Rewrite the material below, from its start through the line containing "[165,122,202,140]", changing "image blob" to "image file" and leaving everything else unchanged.

## BEGIN MATERIAL TO PROCESS

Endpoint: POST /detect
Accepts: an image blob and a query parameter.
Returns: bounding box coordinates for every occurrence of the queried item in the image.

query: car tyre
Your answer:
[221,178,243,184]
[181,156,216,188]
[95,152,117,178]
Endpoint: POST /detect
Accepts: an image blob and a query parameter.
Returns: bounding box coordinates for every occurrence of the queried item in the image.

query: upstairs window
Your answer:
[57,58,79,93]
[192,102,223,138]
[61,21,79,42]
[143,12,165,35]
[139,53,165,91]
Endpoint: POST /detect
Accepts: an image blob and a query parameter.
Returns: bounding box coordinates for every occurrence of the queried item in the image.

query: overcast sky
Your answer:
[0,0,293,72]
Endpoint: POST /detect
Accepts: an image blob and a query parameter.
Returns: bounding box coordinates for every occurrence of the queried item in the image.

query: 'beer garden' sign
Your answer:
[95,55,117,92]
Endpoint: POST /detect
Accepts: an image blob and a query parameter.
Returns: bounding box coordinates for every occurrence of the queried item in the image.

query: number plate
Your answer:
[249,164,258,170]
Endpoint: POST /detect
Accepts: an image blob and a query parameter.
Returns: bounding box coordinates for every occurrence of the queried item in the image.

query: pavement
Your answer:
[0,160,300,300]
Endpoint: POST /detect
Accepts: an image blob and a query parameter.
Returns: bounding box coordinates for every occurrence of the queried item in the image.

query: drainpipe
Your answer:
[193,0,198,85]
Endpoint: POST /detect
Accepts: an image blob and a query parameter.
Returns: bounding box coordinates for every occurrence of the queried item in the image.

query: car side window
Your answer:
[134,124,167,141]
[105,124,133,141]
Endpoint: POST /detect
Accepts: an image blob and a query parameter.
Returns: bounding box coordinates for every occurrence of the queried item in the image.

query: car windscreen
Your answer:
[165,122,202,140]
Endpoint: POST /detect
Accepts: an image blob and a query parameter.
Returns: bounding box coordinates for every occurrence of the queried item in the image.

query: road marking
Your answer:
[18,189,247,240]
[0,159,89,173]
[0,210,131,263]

## END MATERIAL TO PROCESS

# TASK RESPONSE
Endpoint: POST /detect
Accepts: an image file and a query parameter.
Returns: bounding box coordinates for every occurrence of the queried item in the image.

query: car tyre
Your answer:
[221,178,243,184]
[181,156,216,188]
[95,152,117,178]
Endpoint: POST /detect
Accepts: an image file and a query parameter.
Returns: bounding box coordinates for every occurrence of the queried item in the image.

query: upstairs window
Your answer:
[57,58,79,93]
[192,102,223,138]
[61,21,79,42]
[143,12,165,35]
[139,53,165,91]
Endpoint: POST /detect
Accepts: an image file and a query parameter.
Returns: bounding box coordinates for every occurrence of the queried item in the image.

query: overcast sky
Your answer:
[0,0,293,72]
Endpoint: POST /detect
Accepts: an image file and a query parameter.
Returns: bounding box coordinates for every occurrence of the queried item in the image.

query: 'beer garden' sign
Your answer:
[95,55,117,92]
Endpoint: POST /detect
Accepts: an image file and a query parameter.
Returns: bounding box coordinates for every occurrence of the queried item in the image.

query: number plate
Your answer:
[249,164,258,170]
Endpoint: POST /detect
Accepts: an image file and a query parameter.
Returns: bounding box coordinates for every occurrence of the queried item in the image.

query: pavement
Your answer:
[0,160,300,300]
Endpoint: POST /detect
Accepts: an image file and a query parameter.
Returns: bounding box coordinates for every occurrence of the queried item in the image.

query: drainpipe
Your answer:
[193,0,198,85]
Endpoint: POST /detect
Accepts: an image file and a query parameter.
Returns: bounding box coordinates for every occurrence of the queried item in the image.

query: car side window
Your answer:
[134,124,167,141]
[105,124,133,141]
Endpoint: POST /detect
Accepts: an image file and a query parameter.
Returns: bounding box coordinates for every occurrence of the queried item in the image.

query: car windscreen
Your answer:
[165,122,202,140]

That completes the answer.